┌─ Text to read

Tuesday, 9 March 2010
Earth Not Moving.
This is a wall; a very special wall.
It is part of a garden wall at Eglinton, in Scotland, and even more special and more specialised, it is part of a heated garden wall. The square stones cover flues which channel warm air through cavities in the double skinned wall. The warm air was created by a series of small furnaces in workshops manned night and day by gardening staff - the more lowly orders, such as the apprentices. Woe betide anyone who let the fires go out, because the exotic fruits luxuriating in the warmth on the other side of this wall would be destroyed by the fall in temperature. Peaches would be damaged in the crisp Scottish air. People would lose their jobs, and not just their jobs, but their homes as well, living, as people did a century ago, within the patronal community of the Great House.
The walled garden is a place of magic, especially in its neglected and over-grown state. Those of us reared on the story of The Secret Garden retain its image forever, the locked place which nature has reclaimed and to which order is gently restored by children (it is often not that simple in real-life, but it's a wonderful story).
Much of the charm of the great Cornish garden of Heligan, abandoned when so many of its staff were called to serve in the First World War, is created by its commercial name of 'The Lost Gardens of Heligan'. Lost. Sleeping. Shrouded in mystery, like Sleeping Beauty's castle, waiting for its awakening and transformation. The plain name, Heligan, does not have the same emotive pull.
In real life, the walled garden was equally transformative, but as a result of prodigious hard work by many skilled people. Without the benefits of air or even land transport skilled gardeners could do what Tescos now achieve on a global scale. They could supply fresh fruits, vegetables and often flowers every day of the year. Not merely fruits and vegetables in season, although that was clever enough, but also out of season - apricots, grapes, nectarines and sometimes pineappples could adorn the tables of the rich, even during the winter months.
It took many years of learning through hard and often monotonous work to master the skills required of a gardener in a walled kitchen garden, and to be able to control this small acreage, this miniature empire with its multiple micro-climates.

└─
┌─ Dataset section

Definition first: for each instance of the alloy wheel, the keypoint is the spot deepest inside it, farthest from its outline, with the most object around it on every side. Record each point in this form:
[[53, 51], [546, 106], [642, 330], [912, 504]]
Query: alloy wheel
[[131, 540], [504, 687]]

└─

• [Work required]: In the walled-garden post, reproduce word for word everything from "The walled garden is" down to "same emotive pull.".

• [Written reply]:
The walled garden is a place of magic, especially in its neglected and over-grown state. Those of us reared on the story of The Secret Garden retain its image forever, the locked place which nature has reclaimed and to which order is gently restored by children (it is often not that simple in real-life, but it's a wonderful story).
Much of the charm of the great Cornish garden of Heligan, abandoned when so many of its staff were called to serve in the First World War, is created by its commercial name of 'The Lost Gardens of Heligan'. Lost. Sleeping. Shrouded in mystery, like Sleeping Beauty's castle, waiting for its awakening and transformation. The plain name, Heligan, does not have the same emotive pull.